• [Document section]
::::

On 4/28/2020 at 8:01 AM, dana16 said:

I am starting a three year BSN to DNP program in the fall, and I was wondering if after the first two years when you technically have your masters degree if you can then take your boards and begin working as an NP while finishing the doctorate portion of the degree? Has anyone ever heard of this or done this? Thanks!

I have never heard of this. Jobs require a degree in hand anyways for credentialing and just because you did 2/3 of a DNP program does not mean you hold a masters degree. Also you would need all of your clinicals done.

Specializes in NICU.

I've heard of people doing it but only IF your program confers a masters degree on you. It's called a "masters in passing." It's not something automatic, so you would need to ask your school directly to see if they do something like this.

::::

• [Dataset section]
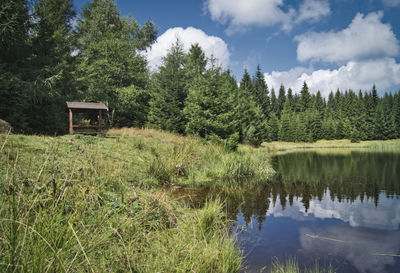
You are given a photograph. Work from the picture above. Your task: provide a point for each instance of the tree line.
(49, 55)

::::

• [Complete the following]
a) In the nursing forum discussion about the BSN to DNP program, what does the commenter who specializes in NICU say it is called when a program confers a master's degree partway through?
b) Go on with the nursing forum discussion about working as an NP before finishing a BSN to DNP program, starting after its last post.

• [Results of the exercise]
a) A "masters in passing."

b)
All of it is school dependent. Frontier had a mandatory board prep as a last term outside of clinical. You were able to sign up for boards and in theory take them during this period. Most didn't, but I heard of some who supposedly did.

Specializes in L&D.

WOW!! I've been out of the loop. A BSN to DNP program? the money grab is real

Specializes in Occupational Health.
On 4/28/2020 at 11:01 AM, dana16 said:

I am starting a three year BSN to DNP program in the fall, and I was wondering if after the first two years when you technically have your masters degree if you can then take your boards and begin working as an NP while finishing the doctorate portion of the degree? Has anyone ever heard of this or done this? Thanks!

You do not automatically have a Master's degree just because you "technically" have the credits. If a Master's degree is not formally conferred then you do not have one...maybe your program will issue one if asked but I highly doubt it.

I used to sit in on job interviews where an applicant showed up without completing their ADN-MSN or BSN-DNP program and thought that just because they had the credits they had the dergee (e.g. Bachelor's, Master's, etc). Unfortunately, that is one of the pitfalls of those type of programs...they're "all or none" in terms of degree conference

Specializes in Occupational Health.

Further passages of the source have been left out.